EXERCISE AIM – Please restate the following records word for word.

DATASET ENTRIES –
-- -- --
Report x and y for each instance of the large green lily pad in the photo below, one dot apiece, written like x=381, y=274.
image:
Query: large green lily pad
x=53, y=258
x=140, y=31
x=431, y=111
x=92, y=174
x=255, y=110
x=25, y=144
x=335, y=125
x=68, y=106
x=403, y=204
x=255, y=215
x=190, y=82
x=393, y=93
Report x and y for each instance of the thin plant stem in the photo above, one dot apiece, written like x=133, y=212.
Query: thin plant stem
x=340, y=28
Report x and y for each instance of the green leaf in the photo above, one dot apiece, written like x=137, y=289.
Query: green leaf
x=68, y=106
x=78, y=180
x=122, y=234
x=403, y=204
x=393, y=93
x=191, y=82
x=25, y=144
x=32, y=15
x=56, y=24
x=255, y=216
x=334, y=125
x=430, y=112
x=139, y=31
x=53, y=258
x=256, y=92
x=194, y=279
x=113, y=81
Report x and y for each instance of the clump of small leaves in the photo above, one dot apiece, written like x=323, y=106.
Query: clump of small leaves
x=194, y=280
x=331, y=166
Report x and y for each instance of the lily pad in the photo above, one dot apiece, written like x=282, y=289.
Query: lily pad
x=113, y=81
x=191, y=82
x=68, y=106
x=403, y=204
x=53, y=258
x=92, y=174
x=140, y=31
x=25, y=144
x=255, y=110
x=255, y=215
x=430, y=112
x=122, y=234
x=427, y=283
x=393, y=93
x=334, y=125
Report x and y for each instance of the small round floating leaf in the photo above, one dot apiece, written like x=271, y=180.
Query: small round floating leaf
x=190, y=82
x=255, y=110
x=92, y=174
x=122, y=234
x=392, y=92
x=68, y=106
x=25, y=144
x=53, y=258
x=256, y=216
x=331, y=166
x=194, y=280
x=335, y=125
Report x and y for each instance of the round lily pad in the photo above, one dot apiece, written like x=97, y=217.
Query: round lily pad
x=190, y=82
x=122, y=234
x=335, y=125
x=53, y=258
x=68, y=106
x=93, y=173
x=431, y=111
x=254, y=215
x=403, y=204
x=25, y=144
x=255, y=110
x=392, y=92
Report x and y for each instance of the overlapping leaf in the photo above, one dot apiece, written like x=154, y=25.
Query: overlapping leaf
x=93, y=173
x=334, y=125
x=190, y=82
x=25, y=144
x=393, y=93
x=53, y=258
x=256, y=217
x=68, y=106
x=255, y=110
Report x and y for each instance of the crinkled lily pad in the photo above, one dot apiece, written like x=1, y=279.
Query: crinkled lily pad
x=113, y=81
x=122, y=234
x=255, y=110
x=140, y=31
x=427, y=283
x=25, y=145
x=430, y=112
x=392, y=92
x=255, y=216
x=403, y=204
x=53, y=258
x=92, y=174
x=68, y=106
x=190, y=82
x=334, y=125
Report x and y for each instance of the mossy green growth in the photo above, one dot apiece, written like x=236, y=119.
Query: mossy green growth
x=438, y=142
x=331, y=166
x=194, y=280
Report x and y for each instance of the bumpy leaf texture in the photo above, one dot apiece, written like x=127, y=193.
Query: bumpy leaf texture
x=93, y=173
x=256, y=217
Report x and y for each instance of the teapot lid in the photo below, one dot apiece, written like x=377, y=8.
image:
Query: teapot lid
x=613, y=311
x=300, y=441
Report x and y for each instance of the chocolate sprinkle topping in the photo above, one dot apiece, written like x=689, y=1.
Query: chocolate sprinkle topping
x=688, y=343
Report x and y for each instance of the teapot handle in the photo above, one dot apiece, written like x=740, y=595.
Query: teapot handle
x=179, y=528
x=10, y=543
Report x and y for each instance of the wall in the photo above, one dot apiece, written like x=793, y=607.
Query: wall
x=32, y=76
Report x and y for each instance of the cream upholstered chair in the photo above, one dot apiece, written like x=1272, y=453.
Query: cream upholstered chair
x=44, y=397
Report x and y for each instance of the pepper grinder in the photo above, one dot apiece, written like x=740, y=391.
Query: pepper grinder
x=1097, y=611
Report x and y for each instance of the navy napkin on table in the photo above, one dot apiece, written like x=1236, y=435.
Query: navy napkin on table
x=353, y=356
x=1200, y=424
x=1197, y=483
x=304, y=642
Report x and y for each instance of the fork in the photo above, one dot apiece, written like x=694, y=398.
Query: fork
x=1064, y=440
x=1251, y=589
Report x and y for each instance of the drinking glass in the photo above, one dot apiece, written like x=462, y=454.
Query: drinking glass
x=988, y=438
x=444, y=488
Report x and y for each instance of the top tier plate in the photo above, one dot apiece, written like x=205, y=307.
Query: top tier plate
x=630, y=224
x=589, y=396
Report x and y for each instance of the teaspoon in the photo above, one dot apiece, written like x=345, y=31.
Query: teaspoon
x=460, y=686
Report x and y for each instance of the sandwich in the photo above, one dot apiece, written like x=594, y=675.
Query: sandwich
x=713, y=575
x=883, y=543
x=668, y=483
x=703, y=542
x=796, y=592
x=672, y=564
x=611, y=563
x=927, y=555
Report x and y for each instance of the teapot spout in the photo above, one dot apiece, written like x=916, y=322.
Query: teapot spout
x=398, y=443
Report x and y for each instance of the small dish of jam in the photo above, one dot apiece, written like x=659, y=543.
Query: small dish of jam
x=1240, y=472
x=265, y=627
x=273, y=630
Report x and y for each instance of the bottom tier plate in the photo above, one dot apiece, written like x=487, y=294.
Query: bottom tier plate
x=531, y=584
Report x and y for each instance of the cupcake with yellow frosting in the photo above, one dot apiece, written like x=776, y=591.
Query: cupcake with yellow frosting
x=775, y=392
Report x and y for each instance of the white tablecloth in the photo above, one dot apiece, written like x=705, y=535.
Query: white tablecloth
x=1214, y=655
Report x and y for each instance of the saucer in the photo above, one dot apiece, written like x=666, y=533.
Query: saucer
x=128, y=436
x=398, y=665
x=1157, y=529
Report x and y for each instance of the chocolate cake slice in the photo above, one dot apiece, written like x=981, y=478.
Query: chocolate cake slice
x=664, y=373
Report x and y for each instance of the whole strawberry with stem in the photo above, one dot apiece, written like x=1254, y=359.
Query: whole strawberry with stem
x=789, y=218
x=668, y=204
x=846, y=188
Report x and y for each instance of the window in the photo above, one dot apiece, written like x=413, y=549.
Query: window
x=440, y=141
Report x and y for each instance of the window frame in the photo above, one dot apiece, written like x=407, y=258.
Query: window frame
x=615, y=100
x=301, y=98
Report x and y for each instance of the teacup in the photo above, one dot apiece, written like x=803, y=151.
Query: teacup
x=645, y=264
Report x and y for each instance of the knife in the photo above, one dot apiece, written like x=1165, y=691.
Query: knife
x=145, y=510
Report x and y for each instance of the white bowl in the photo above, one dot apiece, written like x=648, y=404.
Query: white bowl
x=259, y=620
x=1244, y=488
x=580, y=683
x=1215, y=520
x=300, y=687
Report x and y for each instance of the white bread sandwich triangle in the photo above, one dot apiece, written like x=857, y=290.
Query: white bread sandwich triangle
-- -- --
ANSWER SECTION –
Report x and y for each instance of the large green lily pad in the photo below, one dot apiece, written like x=381, y=274.
image:
Query: large green lily pad
x=53, y=258
x=140, y=31
x=431, y=111
x=92, y=174
x=255, y=110
x=25, y=144
x=335, y=125
x=68, y=106
x=403, y=204
x=255, y=215
x=190, y=82
x=393, y=93
Report x and y for each instance of the thin plant stem in the photo above, one dot apiece, written like x=133, y=212.
Query: thin plant stem
x=340, y=28
Report x and y for each instance of the green leaf in the photo above, one dot apiece, written like x=137, y=289.
Query: green leaf
x=68, y=106
x=78, y=180
x=122, y=234
x=403, y=204
x=393, y=93
x=191, y=82
x=25, y=144
x=32, y=15
x=56, y=24
x=255, y=216
x=334, y=125
x=430, y=112
x=139, y=31
x=53, y=258
x=256, y=92
x=194, y=279
x=113, y=81
Report x and y for each instance of the clump of small leaves in the photo above, one dot apiece, written like x=323, y=106.
Query: clump of small leaves
x=194, y=280
x=331, y=166
Report x and y for each instance of the lily pad in the photo above, one dot apiece, written like x=282, y=289.
Query: lily pad
x=113, y=81
x=191, y=82
x=68, y=106
x=403, y=204
x=53, y=258
x=92, y=174
x=140, y=31
x=25, y=144
x=255, y=110
x=255, y=215
x=430, y=112
x=122, y=234
x=427, y=283
x=393, y=93
x=334, y=125
Report x and y for each instance of the small round floating leaf in the photo above, one dot apiece, written like x=271, y=180.
Query: small round floating leaf
x=190, y=82
x=255, y=110
x=92, y=174
x=122, y=234
x=392, y=92
x=68, y=106
x=25, y=144
x=53, y=258
x=256, y=216
x=331, y=166
x=194, y=280
x=335, y=125
Report x and y for each instance of the round lily pad in the photo above, one dot apiece, written like x=97, y=217.
Query: round lily pad
x=190, y=82
x=122, y=234
x=335, y=125
x=53, y=258
x=68, y=106
x=93, y=173
x=431, y=111
x=254, y=215
x=403, y=204
x=25, y=144
x=255, y=110
x=392, y=92
Report x and y for each instance of the overlapping leaf in the photo above, one dot apiece, written like x=154, y=25.
Query: overlapping leaf
x=93, y=173
x=334, y=125
x=190, y=82
x=25, y=144
x=393, y=93
x=53, y=258
x=256, y=217
x=68, y=106
x=255, y=110
Report x and y for each instance of the crinkled lily pad in the photo above, one dot apiece, written like x=1, y=279.
Query: crinkled lily pad
x=113, y=81
x=122, y=234
x=255, y=110
x=140, y=31
x=427, y=283
x=25, y=145
x=430, y=112
x=392, y=92
x=255, y=216
x=403, y=204
x=53, y=258
x=92, y=174
x=68, y=106
x=190, y=82
x=334, y=125
Report x and y for each instance of the mossy green growth in the photo above, one dot apiece, written like x=236, y=119.
Query: mossy green growth
x=438, y=142
x=331, y=166
x=194, y=280
Report x and y for each instance of the bumpy leaf texture in the photo above, one dot apiece, written like x=127, y=193.
Query: bumpy leaf texture
x=93, y=173
x=256, y=217
Report x and y for each instance of the teapot lid in the photo below, one dot apiece, written like x=377, y=8.
image:
Query: teapot lid
x=613, y=311
x=300, y=441
Report x and y for each instance of the chocolate sprinkle topping in the photo above, one dot apiece, written like x=689, y=1.
Query: chocolate sprinkle topping
x=688, y=343
Report x and y for each instance of the teapot handle in the photo above, one dot apiece, written like x=740, y=595.
Query: teapot handle
x=179, y=528
x=10, y=543
Report x and y for each instance of the wall in the photo above, one dot apiece, written like x=793, y=607.
Query: wall
x=32, y=76
Report x and y for each instance of the cream upholstered chair in the photo above, one dot apiece, written like x=1272, y=453.
Query: cream upholstered chair
x=44, y=397
Report x and y for each instance of the pepper grinder in the photo above, one dot apiece, written like x=740, y=391.
Query: pepper grinder
x=1097, y=611
Report x and y for each instance of the navy napkin on table in the photo above, one dot apiece, written like x=1236, y=435.
Query: navy napkin on table
x=353, y=356
x=1200, y=424
x=1197, y=483
x=304, y=642
Report x and y for each instance of the fork in the photo above, one dot apiece, written like x=694, y=398.
Query: fork
x=1064, y=440
x=1251, y=589
Report x and y for each instance of the drinking glass in the photo above, one dot apiece, written like x=462, y=454.
Query: drinking glass
x=988, y=438
x=444, y=488
Report x and y for each instance of the top tier plate in the photo above, one dot apiece, written like x=205, y=307.
Query: top tier plate
x=630, y=224
x=589, y=396
Report x and y for each instance of the teaspoon in the photo above, one dot apiece, written like x=345, y=31.
Query: teaspoon
x=460, y=686
Report x and y for each instance of the sandwich in the photo above, one dot apiece, written like x=594, y=675.
Query: sandwich
x=713, y=575
x=883, y=543
x=668, y=483
x=703, y=542
x=796, y=592
x=672, y=564
x=611, y=563
x=927, y=555
Report x and y for each instance of the teapot spout in the photo above, one dot apiece, written like x=916, y=322.
Query: teapot spout
x=398, y=443
Report x and y for each instance of the small dish of jam in the photo above, one dot apiece, written like x=659, y=543.
Query: small dish of jam
x=1240, y=472
x=265, y=627
x=273, y=630
Report x and y for each instance of the bottom tier plate in the photo above, one dot apiece, written like x=487, y=294.
Query: bottom tier plate
x=531, y=584
Report x and y for each instance of the cupcake with yellow frosting in the photo above, one dot apiece, written like x=776, y=591.
Query: cupcake with yellow frosting
x=775, y=392
Report x and y for each instance of the white tablecloth in the photo above, one dot apiece, written like x=705, y=535.
Query: white tablecloth
x=1214, y=655
Report x and y for each instance of the saucer in the photo above, one dot apiece, written like x=666, y=533.
Query: saucer
x=128, y=436
x=398, y=665
x=1157, y=529
Report x and y for each instance of the chocolate cake slice in the photo above, one dot apiece, written like x=981, y=478.
Query: chocolate cake slice
x=664, y=373
Report x and y for each instance of the whole strawberry with stem in the photo above, one dot apiece, written like x=1254, y=359.
Query: whole strawberry with stem
x=789, y=218
x=668, y=204
x=846, y=188
Report x and y for each instance of the window in the photo above, one dot apiece, written like x=413, y=549.
Query: window
x=440, y=141
Report x and y for each instance of the window frame in the photo above, one dot apiece, written like x=407, y=258.
Query: window frame
x=615, y=100
x=301, y=98
Report x and y for each instance of the teacup in the photo above, one dot apiece, written like x=803, y=151.
Query: teacup
x=645, y=264
Report x and y for each instance of the knife in the photo above, one dot apiece, written like x=1165, y=691.
Query: knife
x=145, y=510
Report x and y for each instance of the white bowl in the photo above, one dot apiece, written like x=648, y=404.
Query: white bowl
x=259, y=620
x=1244, y=488
x=580, y=683
x=1215, y=520
x=300, y=687
Report x and y for each instance of the white bread sandwich triangle in the photo above, one dot apiece, written like x=857, y=290.
Query: white bread sandwich triangle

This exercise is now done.